#### GIVEN PASSAGE ####

# ideas for carniverous killer clown maze 2012



## gooffy87 (Oct 18, 2011)

Hello happy haunts, i am planning a carniverous killer clown haunt for 2012. Ideas so far are pneumatic jack in the box, hallway of lifeless clowns (4 or 5 clowns on each side with one real scare actor), motorized rocking chair with a muilated person with smeared clown face paint, 1 or 2 clowns stalking through the maze with weapons and noise makers, possibly a glow in the dark neon painted wall at the entrance and finally the torture table, live actor on the table getting hacked up by me, dressed as captain spaulding from house of 1k corpeses. What other must haves should i include in my haunt????? all suggestions for props, scares, lighting, atmosphere welcome! My skills include wiper motor droven props as well as pneumatic


----------



## scareme (Aug 29, 2006)

Here's some ideas from just a few weeks ago.

http://www.hauntforum.com/showthread.php?t=30166&highlight=clowns

And you can't go wrong with a Devils Chariot idea...

http://www.hauntforum.com/showthread.php?t=30327


----------



## scareme (Aug 29, 2006)

Here's one from a member called Front Yard Fright. Check out the cotton candy man.

Front Yard Fright 2010 Construction - a set on Flickr


----------



## EverydayisHalloween311 (Oct 14, 2011)

That front yard fright is awesome!! Is that one pic a facade made with osb board/plywood? How did they get that to stand up i would love to do that.


----------



## tattman98 (Jun 29, 2011)

Put in a carousel we did this and everybody loved it. I hung it with a ceiling fan motor. that actually hung from the ceiling of the haunt. We had to hang it because it would not spin on it's own if it was on the ground.


----------



## Warrant2000 (Oct 8, 2008)

#### SUPPLIED MATERIAL ####

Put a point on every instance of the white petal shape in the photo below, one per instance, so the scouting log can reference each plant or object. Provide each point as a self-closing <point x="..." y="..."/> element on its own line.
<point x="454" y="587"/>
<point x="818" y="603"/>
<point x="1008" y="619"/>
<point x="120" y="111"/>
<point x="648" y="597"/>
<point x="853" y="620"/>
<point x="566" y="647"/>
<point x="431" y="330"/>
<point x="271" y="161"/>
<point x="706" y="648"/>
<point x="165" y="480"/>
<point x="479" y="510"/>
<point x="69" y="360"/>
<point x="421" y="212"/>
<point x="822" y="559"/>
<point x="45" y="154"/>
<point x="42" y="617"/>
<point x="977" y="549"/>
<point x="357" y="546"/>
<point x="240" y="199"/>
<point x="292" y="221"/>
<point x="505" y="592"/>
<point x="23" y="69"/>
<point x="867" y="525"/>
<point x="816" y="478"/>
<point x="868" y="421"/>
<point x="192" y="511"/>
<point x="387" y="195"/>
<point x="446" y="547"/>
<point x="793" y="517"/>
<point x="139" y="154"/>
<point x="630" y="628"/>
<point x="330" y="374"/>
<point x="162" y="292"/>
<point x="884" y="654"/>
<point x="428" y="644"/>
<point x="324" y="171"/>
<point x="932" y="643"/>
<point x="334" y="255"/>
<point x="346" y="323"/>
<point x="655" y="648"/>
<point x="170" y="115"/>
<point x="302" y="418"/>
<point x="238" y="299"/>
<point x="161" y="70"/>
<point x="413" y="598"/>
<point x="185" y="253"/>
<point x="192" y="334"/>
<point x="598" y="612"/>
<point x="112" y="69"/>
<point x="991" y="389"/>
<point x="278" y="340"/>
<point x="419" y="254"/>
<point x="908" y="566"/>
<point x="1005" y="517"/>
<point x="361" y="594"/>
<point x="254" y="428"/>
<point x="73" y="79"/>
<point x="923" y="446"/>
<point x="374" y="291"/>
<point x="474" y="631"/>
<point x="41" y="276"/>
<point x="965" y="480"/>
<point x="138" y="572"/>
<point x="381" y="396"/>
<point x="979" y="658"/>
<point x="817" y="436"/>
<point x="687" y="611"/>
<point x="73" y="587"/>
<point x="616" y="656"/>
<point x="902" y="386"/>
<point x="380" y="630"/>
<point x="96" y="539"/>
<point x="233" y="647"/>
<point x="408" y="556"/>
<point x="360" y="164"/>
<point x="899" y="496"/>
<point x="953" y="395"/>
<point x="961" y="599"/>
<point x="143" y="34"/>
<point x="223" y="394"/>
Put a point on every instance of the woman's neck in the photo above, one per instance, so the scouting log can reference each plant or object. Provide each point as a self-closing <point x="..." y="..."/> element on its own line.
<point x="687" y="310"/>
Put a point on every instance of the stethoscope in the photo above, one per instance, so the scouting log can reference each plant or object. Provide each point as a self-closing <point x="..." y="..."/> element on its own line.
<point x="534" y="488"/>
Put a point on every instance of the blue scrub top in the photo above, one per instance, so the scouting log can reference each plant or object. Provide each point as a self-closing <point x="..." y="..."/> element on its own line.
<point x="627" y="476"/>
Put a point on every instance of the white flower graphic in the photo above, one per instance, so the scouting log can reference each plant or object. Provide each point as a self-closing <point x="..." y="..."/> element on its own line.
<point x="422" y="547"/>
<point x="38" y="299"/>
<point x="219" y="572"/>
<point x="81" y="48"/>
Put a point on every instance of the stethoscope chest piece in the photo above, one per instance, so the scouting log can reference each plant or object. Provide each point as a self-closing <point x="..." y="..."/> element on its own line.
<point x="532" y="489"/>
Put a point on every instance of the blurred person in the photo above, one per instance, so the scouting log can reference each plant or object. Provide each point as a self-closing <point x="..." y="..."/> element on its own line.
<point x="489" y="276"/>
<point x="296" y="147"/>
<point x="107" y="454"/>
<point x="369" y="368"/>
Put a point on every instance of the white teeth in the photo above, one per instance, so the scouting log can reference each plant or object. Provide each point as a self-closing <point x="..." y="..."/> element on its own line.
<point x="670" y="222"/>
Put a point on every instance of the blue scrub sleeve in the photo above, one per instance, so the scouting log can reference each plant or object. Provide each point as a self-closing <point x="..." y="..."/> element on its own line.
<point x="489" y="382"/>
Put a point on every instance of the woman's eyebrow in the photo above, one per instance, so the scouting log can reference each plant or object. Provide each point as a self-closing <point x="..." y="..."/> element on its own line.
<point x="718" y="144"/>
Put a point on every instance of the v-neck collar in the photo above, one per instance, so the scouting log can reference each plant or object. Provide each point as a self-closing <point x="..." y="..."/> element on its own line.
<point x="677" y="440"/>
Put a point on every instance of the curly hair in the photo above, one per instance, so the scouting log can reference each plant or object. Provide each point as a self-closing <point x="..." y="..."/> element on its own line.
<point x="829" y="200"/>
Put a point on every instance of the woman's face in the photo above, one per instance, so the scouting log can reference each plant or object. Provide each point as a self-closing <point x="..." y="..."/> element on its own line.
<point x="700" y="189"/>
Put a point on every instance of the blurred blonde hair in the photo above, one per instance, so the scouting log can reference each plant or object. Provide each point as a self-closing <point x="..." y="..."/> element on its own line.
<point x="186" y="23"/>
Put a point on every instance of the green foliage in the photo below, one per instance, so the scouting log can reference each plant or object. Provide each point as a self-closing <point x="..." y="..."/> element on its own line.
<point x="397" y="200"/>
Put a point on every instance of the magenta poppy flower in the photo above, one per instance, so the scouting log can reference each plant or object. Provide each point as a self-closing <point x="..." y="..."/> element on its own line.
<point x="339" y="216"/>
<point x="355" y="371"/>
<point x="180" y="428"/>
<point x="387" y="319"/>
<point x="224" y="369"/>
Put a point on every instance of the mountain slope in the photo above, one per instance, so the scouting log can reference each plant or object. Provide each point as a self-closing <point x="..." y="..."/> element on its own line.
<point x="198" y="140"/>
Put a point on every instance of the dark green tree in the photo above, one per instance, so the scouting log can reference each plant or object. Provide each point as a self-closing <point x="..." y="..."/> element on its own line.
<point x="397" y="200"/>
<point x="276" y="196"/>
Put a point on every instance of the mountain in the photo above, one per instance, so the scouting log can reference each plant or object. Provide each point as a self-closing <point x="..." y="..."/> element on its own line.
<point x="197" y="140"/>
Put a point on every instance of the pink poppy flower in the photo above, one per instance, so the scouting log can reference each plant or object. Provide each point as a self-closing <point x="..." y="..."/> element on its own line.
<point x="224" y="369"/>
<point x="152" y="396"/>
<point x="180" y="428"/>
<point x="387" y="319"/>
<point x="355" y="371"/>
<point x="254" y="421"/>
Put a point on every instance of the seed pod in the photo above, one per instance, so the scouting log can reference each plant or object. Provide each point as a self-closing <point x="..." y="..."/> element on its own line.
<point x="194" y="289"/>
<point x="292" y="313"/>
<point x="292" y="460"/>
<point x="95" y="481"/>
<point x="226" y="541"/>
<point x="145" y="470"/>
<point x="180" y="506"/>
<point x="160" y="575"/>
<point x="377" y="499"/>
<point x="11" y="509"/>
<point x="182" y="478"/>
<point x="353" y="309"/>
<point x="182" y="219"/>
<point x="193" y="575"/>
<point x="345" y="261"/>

####

**INSTRUCTIONS**
**1)** Count the lines in the records that contain the word "poppy", and give only that number.
**2)** Continue the forum thread about the killer clown maze, picking up right after its last line.

**REPLIES**
**1)** 2

**2)**
An area with lots of strobes, disco lights, walls painted in spirals or checkerboard, things hanging from the ceiling. That could be added to your "dummies with a hidden live actor" room.


----------



## gooffy87 (Oct 18, 2011)

Nice, i really do wanna add a room with some kind of design in glow in the dark paint. Walmart has 24 inch blacklights for 11 bux right now. Wow!


----------



## GOT (Apr 17, 2007)

I suggested this once before but I think it is a good idea. Have a jack-in-the-box with the lid closed and the handle slowly turning with the music. Then, rather than having the head pop up out of the lid, have it burst through the side of the box straight at the kids. You would need a safe distance so it didn't actually hit anyone but I think that would give an unexpected scare.


----------



## tattman98 (Jun 29, 2011)

If you want to play with black lights make a glowing pool. All you have to do is get one or two of the yellow highliters, take out the ink well and run just a trickle of water through it into a glass. Then split the sleeve and squeeze the rest out,make sure you have on rubber gloves to do this or you will have to explain the yellow stains on your hands. then put your black light over the water and wallah you have glowing water.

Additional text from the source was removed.